Challenge: Gather every line in the rows below that contains the string "hillside", treating uppercase and lowercase as different.

Data supplied:

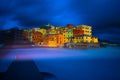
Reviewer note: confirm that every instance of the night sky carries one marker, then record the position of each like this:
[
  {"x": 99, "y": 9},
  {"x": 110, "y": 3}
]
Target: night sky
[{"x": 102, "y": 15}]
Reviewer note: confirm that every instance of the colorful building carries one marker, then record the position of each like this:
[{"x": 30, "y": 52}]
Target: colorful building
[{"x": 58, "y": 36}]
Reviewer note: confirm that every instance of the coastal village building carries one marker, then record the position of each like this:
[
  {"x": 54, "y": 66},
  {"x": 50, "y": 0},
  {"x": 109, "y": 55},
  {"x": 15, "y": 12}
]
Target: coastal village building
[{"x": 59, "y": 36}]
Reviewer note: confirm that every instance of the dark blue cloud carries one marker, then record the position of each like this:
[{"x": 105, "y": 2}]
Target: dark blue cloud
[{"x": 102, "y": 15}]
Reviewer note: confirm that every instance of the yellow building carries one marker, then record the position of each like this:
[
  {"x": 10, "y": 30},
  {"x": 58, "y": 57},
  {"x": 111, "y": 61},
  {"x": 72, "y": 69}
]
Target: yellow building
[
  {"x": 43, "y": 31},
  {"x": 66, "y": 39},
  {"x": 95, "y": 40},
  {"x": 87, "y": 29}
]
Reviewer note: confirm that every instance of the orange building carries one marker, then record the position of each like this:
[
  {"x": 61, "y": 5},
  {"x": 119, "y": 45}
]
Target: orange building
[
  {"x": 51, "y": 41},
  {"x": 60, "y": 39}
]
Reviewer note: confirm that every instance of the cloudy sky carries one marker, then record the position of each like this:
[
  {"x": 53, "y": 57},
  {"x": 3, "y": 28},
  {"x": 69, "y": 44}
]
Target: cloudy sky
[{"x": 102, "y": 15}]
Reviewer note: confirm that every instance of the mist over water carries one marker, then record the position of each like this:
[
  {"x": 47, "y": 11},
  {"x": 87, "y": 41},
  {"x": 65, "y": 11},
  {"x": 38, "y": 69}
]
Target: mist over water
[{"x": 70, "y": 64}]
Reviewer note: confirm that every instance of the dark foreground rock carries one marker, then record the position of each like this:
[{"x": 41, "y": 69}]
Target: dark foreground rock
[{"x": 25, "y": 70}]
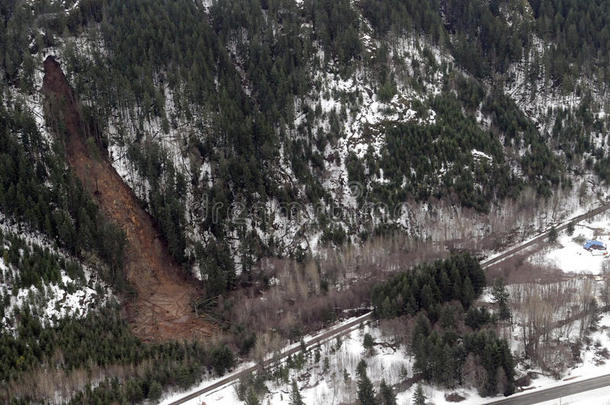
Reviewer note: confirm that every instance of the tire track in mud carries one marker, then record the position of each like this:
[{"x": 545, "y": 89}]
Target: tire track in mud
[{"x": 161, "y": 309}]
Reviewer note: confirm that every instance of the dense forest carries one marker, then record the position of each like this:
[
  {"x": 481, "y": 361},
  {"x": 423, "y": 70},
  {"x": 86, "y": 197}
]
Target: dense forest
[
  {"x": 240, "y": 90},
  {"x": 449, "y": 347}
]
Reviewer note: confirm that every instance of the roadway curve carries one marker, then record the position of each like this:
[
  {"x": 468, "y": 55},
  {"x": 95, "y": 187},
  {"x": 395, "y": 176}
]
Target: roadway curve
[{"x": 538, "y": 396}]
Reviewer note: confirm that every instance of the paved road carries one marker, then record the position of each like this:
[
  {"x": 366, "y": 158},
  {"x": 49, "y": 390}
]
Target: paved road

--

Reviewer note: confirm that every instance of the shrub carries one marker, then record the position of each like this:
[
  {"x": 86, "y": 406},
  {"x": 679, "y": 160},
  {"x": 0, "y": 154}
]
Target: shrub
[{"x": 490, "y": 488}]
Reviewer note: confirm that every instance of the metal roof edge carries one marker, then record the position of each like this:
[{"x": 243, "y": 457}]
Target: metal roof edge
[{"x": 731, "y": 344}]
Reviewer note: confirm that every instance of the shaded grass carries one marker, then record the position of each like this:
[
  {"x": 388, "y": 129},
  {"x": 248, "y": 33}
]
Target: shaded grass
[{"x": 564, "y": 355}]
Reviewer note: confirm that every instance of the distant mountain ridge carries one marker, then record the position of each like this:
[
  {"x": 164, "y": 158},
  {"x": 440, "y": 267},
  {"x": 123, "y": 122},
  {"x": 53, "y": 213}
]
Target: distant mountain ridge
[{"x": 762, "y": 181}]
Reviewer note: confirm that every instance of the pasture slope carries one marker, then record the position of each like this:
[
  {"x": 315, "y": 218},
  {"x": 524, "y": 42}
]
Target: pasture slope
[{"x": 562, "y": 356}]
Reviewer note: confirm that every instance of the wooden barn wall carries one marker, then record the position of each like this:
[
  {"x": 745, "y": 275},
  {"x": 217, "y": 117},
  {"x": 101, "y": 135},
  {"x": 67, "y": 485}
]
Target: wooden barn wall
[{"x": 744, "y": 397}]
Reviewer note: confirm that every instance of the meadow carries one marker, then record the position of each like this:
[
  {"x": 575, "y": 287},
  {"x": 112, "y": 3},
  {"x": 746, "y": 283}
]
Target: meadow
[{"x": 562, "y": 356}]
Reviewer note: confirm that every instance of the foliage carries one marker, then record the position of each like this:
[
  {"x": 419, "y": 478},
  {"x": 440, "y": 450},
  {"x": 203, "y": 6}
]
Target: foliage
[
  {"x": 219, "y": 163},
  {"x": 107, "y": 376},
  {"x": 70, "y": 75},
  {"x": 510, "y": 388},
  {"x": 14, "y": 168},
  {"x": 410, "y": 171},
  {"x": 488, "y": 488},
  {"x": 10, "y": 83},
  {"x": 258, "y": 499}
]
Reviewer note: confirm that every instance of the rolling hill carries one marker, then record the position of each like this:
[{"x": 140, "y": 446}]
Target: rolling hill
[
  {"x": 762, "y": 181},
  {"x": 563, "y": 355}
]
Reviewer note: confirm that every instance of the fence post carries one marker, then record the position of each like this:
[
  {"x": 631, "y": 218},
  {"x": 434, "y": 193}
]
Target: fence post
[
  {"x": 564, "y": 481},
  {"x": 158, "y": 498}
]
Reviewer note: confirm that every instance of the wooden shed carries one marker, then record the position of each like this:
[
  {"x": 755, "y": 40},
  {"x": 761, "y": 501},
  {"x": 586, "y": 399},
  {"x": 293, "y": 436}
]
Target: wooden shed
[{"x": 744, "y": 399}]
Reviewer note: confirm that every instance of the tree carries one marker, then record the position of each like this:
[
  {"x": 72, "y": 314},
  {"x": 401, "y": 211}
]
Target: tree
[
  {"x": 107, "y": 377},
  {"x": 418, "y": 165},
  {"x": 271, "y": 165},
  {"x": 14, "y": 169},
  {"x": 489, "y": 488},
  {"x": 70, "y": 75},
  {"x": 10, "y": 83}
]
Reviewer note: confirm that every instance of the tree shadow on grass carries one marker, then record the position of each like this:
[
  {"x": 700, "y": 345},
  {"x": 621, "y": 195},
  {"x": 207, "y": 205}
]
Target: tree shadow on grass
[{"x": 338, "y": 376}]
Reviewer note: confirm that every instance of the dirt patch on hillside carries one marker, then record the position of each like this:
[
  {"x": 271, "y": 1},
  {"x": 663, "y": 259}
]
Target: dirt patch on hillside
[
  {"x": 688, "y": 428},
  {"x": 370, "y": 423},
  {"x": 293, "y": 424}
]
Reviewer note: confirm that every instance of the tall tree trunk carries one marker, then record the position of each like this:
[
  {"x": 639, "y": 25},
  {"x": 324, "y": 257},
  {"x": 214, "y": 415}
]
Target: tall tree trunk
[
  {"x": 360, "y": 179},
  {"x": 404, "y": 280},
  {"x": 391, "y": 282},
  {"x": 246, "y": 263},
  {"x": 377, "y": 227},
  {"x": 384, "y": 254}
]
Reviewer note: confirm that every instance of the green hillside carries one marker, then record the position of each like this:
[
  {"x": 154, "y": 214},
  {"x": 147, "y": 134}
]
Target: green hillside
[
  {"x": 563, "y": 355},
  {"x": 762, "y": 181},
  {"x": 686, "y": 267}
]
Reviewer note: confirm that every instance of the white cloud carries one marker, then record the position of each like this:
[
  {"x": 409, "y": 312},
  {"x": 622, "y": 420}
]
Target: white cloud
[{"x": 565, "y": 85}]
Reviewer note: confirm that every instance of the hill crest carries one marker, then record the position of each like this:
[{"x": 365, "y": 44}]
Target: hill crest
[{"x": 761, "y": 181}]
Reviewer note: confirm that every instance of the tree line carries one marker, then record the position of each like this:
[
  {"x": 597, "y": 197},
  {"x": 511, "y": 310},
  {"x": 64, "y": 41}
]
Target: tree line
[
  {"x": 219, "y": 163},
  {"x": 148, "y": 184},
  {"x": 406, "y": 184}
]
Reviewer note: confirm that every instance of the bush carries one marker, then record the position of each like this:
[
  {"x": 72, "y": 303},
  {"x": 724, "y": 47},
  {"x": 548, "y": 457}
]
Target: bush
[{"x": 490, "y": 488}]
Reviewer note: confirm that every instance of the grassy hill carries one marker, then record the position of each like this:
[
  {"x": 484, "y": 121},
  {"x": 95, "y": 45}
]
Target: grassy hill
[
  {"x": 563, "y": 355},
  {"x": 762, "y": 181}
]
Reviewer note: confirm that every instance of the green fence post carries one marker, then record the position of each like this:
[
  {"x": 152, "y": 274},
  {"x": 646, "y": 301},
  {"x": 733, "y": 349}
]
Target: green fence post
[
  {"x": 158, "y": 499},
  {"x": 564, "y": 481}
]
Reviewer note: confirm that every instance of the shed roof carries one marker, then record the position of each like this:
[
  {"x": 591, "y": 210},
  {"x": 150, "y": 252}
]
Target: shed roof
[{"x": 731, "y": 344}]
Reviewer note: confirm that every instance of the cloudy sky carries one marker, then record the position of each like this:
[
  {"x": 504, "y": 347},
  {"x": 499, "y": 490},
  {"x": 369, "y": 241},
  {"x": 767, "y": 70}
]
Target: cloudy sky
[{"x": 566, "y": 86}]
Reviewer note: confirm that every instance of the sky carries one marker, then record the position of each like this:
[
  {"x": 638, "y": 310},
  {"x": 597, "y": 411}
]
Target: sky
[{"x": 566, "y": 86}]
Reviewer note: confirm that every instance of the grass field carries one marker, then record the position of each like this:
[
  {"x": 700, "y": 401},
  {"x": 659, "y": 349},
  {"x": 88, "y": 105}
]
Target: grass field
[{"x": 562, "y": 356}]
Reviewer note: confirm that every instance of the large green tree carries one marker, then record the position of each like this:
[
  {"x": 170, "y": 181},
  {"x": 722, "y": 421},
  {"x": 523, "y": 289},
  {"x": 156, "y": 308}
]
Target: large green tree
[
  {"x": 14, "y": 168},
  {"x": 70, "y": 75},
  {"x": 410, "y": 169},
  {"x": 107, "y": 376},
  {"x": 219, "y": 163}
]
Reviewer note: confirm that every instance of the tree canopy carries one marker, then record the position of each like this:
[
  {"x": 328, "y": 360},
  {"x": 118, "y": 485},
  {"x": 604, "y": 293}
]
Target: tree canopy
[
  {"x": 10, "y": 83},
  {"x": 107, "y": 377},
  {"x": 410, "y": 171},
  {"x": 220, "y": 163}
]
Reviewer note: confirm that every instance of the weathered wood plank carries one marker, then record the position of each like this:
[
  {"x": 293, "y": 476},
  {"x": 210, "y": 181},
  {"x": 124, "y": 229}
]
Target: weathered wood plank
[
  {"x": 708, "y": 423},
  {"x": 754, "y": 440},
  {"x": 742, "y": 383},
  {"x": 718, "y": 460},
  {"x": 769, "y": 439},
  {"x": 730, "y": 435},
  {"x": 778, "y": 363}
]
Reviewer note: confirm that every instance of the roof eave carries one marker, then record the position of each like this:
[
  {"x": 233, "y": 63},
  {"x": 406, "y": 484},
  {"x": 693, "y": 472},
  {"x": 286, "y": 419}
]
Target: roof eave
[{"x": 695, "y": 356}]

Correct result:
Reviewer note: confirm that every instance of the dirt patch on hillside carries one marker, then record the position of each like this:
Target: dirt patch on hillside
Reviewer note: confirm that every instance of the green hillside carries one marker, then record the position of each like this:
Target: green hillside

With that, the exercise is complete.